### [Task]
The span to repeat in the listing below runs from the line containing "Practice step: label each instance of the shiny" to the line containing "The locate routine", inclusive. Repeat it exactly, and only it.
▶
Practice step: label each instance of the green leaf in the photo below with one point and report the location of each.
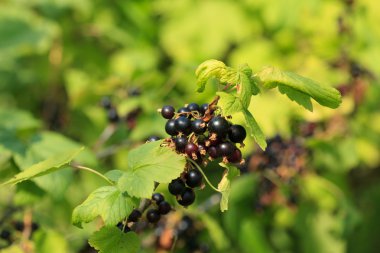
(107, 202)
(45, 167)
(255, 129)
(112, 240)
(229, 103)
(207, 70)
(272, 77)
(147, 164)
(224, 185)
◀
▶
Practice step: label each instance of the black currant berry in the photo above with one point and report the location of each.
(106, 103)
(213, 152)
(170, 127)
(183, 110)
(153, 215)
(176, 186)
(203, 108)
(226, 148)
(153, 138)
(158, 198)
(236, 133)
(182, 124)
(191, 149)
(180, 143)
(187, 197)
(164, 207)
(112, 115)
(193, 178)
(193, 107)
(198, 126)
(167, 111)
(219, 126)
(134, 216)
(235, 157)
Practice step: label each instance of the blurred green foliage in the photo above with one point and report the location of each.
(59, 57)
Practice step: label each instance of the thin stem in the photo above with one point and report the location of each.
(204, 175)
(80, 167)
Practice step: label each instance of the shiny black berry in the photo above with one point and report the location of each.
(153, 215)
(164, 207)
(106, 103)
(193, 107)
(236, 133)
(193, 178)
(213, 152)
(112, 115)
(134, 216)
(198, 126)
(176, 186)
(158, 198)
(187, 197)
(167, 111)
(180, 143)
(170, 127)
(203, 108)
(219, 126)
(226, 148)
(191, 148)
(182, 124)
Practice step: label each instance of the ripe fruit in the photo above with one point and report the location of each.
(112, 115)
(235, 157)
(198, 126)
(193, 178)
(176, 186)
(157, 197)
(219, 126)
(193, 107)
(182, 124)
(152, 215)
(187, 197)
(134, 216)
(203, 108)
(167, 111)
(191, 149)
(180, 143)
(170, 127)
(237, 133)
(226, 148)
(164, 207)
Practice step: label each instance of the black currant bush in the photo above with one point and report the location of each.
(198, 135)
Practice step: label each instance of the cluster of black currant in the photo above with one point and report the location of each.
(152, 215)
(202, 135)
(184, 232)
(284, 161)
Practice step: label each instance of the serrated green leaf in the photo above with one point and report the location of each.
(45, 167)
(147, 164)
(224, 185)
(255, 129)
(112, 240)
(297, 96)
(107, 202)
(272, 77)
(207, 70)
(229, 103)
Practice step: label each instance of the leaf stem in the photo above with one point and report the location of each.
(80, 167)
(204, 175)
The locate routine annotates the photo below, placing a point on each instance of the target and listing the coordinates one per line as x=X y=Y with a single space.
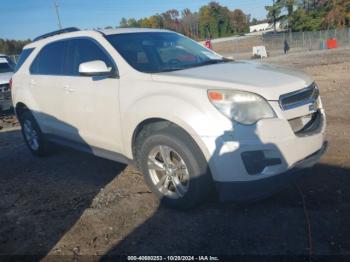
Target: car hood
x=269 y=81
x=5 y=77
◀
### [Written answer]
Practice step: label each instance of the shiny black berry in the photo above with one point and report the location of each.
(153, 215)
(164, 207)
(106, 103)
(193, 107)
(236, 133)
(193, 178)
(213, 152)
(112, 115)
(134, 216)
(198, 126)
(176, 186)
(158, 198)
(187, 197)
(167, 111)
(180, 143)
(170, 127)
(203, 108)
(219, 126)
(226, 148)
(191, 148)
(182, 124)
Practice step: label each instance of the ripe fruit in the photo above with one point and report the location of each.
(112, 115)
(235, 157)
(198, 126)
(193, 178)
(176, 186)
(157, 197)
(219, 126)
(193, 107)
(182, 124)
(152, 215)
(187, 197)
(134, 216)
(203, 108)
(167, 111)
(191, 149)
(180, 143)
(170, 127)
(237, 133)
(226, 148)
(164, 207)
Practice step: label each instance of the black currant bush in the photo above with one point and report the location of each.
(198, 135)
Practice step: label each instance of the cluster of black currant in the photo above with one point and report the location of each.
(152, 215)
(202, 135)
(184, 232)
(284, 161)
Practice step: label each instance of the serrated green leaf in the photo above with one point and report the location of each.
(45, 167)
(147, 164)
(224, 185)
(255, 129)
(112, 240)
(297, 96)
(107, 202)
(272, 77)
(207, 70)
(229, 103)
Practice step: label each instance of the leaf stem in the photo above with one point and report the location of each.
(80, 167)
(204, 175)
The locate routine annotates the photo below, placing a point on each instance of the target and listing the coordinates one per line as x=X y=Y with a single space.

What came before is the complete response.